==== INPUT ====

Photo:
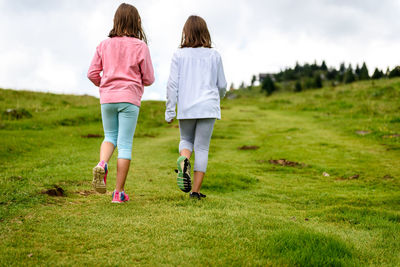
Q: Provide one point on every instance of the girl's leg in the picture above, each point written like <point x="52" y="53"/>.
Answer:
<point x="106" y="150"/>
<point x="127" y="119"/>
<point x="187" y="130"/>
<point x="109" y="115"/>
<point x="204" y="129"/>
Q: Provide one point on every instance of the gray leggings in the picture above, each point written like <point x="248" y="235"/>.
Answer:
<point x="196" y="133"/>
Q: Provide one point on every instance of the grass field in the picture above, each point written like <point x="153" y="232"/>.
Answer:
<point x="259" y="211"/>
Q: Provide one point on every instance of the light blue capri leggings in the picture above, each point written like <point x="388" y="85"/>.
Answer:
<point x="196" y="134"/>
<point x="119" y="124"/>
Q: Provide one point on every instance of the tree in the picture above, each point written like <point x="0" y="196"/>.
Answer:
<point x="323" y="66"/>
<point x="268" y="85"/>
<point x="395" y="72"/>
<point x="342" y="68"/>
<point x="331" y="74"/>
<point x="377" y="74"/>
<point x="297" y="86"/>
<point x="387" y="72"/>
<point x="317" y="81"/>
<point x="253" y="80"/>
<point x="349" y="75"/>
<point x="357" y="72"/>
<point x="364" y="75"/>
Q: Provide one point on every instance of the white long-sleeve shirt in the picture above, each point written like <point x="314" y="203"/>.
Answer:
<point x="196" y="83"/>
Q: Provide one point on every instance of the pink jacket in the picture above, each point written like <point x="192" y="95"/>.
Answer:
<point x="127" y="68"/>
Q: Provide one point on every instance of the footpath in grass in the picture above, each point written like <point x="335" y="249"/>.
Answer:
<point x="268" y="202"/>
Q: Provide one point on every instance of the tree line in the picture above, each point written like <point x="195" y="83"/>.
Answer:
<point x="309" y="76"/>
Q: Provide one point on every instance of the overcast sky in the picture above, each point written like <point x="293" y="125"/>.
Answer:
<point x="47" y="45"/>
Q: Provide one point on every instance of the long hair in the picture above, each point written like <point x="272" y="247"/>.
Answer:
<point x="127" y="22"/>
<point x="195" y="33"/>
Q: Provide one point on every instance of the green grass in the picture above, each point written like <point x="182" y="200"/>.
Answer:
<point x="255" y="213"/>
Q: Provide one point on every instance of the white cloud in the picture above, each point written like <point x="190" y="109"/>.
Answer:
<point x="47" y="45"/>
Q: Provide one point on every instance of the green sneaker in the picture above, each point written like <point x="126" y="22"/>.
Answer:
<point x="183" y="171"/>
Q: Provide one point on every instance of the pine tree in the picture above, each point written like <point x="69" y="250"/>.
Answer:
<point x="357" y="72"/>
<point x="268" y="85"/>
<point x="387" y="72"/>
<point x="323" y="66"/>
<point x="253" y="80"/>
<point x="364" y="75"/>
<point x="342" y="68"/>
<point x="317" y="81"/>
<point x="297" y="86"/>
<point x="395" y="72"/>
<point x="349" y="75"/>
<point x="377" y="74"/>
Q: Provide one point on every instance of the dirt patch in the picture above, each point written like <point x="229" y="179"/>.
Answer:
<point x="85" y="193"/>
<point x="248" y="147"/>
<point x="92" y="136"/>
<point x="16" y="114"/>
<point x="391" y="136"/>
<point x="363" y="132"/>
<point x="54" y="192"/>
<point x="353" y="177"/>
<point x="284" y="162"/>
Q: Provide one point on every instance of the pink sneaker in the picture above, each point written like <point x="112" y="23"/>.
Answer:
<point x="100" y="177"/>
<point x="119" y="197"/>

====

**WORK TO COMPLETE:**
Tally the lines of the listing that include "white". Reply with nothing but the count.

**TASK RESULT:**
2